[Records excerpted from a collection]
- - -

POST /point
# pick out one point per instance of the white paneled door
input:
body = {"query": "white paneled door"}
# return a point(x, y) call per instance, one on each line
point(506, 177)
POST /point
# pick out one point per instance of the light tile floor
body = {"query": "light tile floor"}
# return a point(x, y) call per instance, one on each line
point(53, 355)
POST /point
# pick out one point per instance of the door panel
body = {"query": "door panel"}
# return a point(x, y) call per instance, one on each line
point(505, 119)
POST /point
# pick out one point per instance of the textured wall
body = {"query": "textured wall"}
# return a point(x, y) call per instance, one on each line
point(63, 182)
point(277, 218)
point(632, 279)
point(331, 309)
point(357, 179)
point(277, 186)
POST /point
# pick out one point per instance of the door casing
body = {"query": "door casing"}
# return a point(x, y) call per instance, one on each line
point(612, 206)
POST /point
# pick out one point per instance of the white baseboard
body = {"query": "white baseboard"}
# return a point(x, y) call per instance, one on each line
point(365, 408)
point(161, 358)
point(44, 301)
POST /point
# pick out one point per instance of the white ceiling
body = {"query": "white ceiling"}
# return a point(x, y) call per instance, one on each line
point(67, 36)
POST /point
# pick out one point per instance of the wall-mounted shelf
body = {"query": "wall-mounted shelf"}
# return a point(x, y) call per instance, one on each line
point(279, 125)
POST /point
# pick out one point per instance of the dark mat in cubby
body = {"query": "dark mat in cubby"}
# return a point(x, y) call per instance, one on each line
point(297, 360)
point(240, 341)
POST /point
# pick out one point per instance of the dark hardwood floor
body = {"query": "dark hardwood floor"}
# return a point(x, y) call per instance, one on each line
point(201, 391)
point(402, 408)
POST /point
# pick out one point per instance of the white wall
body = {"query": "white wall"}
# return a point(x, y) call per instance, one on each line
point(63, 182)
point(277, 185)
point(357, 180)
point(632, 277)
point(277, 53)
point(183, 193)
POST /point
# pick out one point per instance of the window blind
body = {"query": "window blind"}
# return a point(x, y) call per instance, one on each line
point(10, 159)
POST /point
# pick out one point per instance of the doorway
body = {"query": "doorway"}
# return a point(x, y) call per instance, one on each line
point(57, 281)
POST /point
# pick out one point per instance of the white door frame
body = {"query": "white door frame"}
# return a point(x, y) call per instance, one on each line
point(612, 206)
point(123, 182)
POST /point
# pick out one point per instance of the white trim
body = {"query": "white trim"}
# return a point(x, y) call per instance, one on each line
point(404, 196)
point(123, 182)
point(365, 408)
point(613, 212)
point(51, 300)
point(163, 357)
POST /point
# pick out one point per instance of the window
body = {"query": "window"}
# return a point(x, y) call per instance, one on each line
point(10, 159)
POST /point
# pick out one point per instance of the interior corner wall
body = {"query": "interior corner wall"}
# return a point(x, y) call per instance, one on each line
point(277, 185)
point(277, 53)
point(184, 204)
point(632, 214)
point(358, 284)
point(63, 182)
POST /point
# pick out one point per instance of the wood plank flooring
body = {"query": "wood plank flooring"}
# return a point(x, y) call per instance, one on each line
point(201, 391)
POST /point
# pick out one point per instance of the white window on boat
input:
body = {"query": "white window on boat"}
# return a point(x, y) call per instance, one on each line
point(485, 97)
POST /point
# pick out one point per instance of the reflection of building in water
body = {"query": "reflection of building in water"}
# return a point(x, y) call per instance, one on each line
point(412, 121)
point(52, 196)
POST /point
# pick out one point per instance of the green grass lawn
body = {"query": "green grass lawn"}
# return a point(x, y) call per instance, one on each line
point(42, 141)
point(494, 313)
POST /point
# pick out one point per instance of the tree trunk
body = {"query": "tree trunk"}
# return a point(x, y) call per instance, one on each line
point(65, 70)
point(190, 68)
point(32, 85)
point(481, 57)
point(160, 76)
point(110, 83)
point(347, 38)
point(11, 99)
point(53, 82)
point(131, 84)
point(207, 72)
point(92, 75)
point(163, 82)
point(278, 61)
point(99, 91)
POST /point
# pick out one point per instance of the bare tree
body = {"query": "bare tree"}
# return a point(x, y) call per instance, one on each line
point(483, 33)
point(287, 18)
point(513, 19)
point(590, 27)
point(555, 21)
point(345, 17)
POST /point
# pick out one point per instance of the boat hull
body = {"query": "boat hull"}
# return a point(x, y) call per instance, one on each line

- - -

▸ **Problem to solve**
Each line in the data that holds the string "tile" must be returned.

▸ **Solution to this problem**
# pick out one point per instance of the light tile floor
body = {"query": "light tile floor"}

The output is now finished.